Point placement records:
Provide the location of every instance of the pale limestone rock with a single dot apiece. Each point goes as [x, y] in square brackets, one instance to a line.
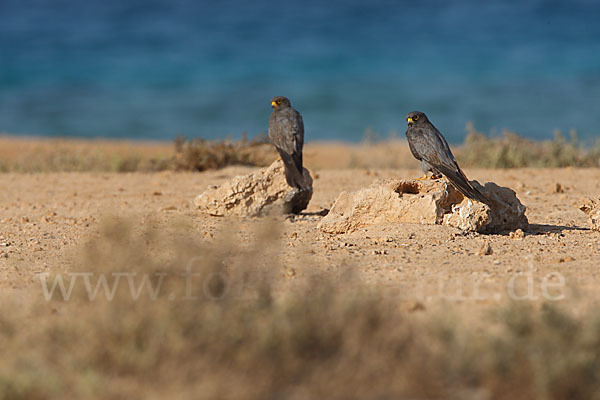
[264, 192]
[592, 208]
[425, 202]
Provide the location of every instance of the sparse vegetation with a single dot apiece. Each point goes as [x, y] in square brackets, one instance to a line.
[376, 151]
[199, 154]
[251, 334]
[513, 151]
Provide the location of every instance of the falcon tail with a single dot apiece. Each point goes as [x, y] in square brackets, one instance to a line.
[462, 184]
[293, 175]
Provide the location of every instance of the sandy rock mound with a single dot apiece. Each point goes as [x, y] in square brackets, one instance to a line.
[592, 209]
[425, 202]
[264, 192]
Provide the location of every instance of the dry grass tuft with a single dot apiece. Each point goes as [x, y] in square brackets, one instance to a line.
[513, 151]
[200, 155]
[251, 333]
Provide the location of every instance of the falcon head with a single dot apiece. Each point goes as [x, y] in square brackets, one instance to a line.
[416, 118]
[280, 102]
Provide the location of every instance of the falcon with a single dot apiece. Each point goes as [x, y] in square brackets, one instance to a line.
[431, 149]
[286, 131]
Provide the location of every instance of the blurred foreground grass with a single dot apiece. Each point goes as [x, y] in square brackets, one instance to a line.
[252, 332]
[479, 150]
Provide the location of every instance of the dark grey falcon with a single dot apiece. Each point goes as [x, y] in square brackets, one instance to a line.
[286, 131]
[429, 147]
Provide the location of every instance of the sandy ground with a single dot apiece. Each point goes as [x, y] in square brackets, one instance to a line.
[45, 218]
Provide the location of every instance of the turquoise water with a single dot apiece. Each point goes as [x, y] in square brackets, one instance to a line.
[152, 69]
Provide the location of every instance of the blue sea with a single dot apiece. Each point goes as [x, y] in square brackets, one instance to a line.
[154, 69]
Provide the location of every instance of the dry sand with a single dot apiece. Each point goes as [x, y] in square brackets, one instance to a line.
[46, 218]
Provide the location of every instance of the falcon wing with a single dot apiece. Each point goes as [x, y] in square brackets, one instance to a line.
[286, 130]
[433, 148]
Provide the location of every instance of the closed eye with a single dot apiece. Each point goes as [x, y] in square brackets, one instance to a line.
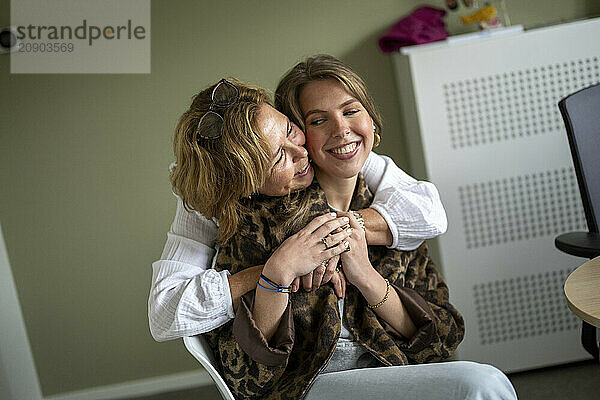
[317, 122]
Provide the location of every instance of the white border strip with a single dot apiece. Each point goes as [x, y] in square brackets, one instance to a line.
[141, 387]
[18, 377]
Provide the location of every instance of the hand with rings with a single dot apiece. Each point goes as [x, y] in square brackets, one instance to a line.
[307, 250]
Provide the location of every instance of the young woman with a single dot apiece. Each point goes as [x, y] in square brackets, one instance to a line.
[396, 311]
[187, 296]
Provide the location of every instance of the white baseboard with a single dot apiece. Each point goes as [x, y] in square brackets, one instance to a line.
[141, 387]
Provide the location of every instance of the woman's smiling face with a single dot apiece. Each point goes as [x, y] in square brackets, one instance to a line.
[339, 130]
[290, 170]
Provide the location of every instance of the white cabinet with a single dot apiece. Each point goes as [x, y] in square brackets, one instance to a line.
[482, 123]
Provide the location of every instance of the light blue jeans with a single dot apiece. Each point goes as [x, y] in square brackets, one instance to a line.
[452, 380]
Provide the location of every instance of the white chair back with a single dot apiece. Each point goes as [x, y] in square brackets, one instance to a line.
[199, 348]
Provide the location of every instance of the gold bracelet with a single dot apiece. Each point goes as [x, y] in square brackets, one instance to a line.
[360, 219]
[387, 294]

## TASK PROMPT
Your task is to repeat the data above exactly while excluding the pictures.

## FINISHED ANSWER
Provide the location of every instance of the pale limestone rock with a single dot apiece. Each point goes as [x, y] in square brackets, one instance to a line.
[264, 192]
[592, 208]
[425, 202]
Provide the location of every instance of the sparse vegetation with a single dot apiece. Each point goes as [x, y] in square brackets, one instance to a line.
[376, 151]
[199, 154]
[251, 334]
[513, 151]
Provide the location of every instance of the falcon tail with a single dot apiece. Each point goes as [x, y] in square brackets, one instance to a line.
[462, 184]
[293, 175]
Provide the location of every instance of the sandy rock mound with a single dot apiece. Each point goes as [x, y] in square brackets, one instance to a line.
[592, 209]
[425, 202]
[264, 192]
Provide the location of every instance of the dry grass tuft with a single dot apiece. Each point goes as [x, y] in square brackets, one instance to a line.
[513, 151]
[200, 155]
[251, 333]
Provide the location of every instance of the falcon head with a single dot apiece. Each point goes as [x, y] in square brackets, one instance to a line.
[416, 118]
[280, 102]
Provide the location of every instance of the falcon with a single dot apiece. Each point goes as [x, y] in square brackets, one instance to a line.
[431, 149]
[286, 131]
Provide the location of every instance of the blurred foreground grass with a single dot apiece. Each point goes as [x, y] in square brackets, one instance to a line.
[252, 332]
[479, 150]
Provide the location of every instance of the dark grey falcon with a single dot apiece. Each point goes as [x, y] in square brackets, one instance to a line.
[286, 131]
[429, 147]
Provide the location of every instance of the sandy ground with a single dot apiece. Each point goes as [x, y] in square brackets, one instance to a line.
[45, 218]
Provide the location of every instance of the turquoise water with a single dot apiece. Each point goes as [x, y] in square brackets, one instance to a line.
[152, 69]
Provide the location of every instance of the blue sea with a single dot apiece. Each point goes as [x, y] in square brackets, one instance to a line.
[154, 69]
Provide the location of every instance of the dry sand with a single dot apiece. Each point goes as [x, y] in square brackets, one instance to a line.
[46, 218]
Provide the location of every instance of the falcon wing with a single dot apiece. Each point goes as [x, y] in square brackets, one instance to a line.
[286, 130]
[433, 148]
Provide the location of every instance of the closed eye with a single dot apiece. Each point goes as [x, y] in square brackets, one instance to a line.
[317, 122]
Provide the location of every instance of the white border strip with a single dot apiece. Each point goes as [x, y] in square brackets, one instance to a line.
[141, 387]
[18, 377]
Provide the location of every instance of the hand with rings with a single dot apiece. Each point goes as [x, y] in square brackets, one instance to a line.
[307, 250]
Provide the location of every instance of the young woman with a single dot apiece. Each point goes as [x, y] in square brackets, one instance to a line.
[396, 311]
[187, 296]
Provide the location of every instance of the white baseboard with a single dot apiece. Each point goes as [x, y] in square brackets, one instance to a line.
[141, 387]
Provide the location of every instance of the woman's smiling face with a single dot apiece. Each point goes as [x, y] in square brackets, one instance to a line.
[339, 130]
[290, 170]
Provide the location of every instance of the white cabinet with a single dot apiece. Each point goes as [x, y] in square brackets, one instance to a line.
[482, 123]
Provide the location of every instance of the light blue jeans with a single dot apiece. Each point goes as [x, y] in square brackets, one instance to a line.
[452, 380]
Provide the location of every instance of the white chair back with a single dot apiece. Each point goes as [x, y] in square brackets, one instance to a line.
[199, 348]
Provide the location of every instance of the gold bracelet with a single dot apiece. Each point goes as [x, y] in square brackets, one instance to a line.
[360, 219]
[387, 294]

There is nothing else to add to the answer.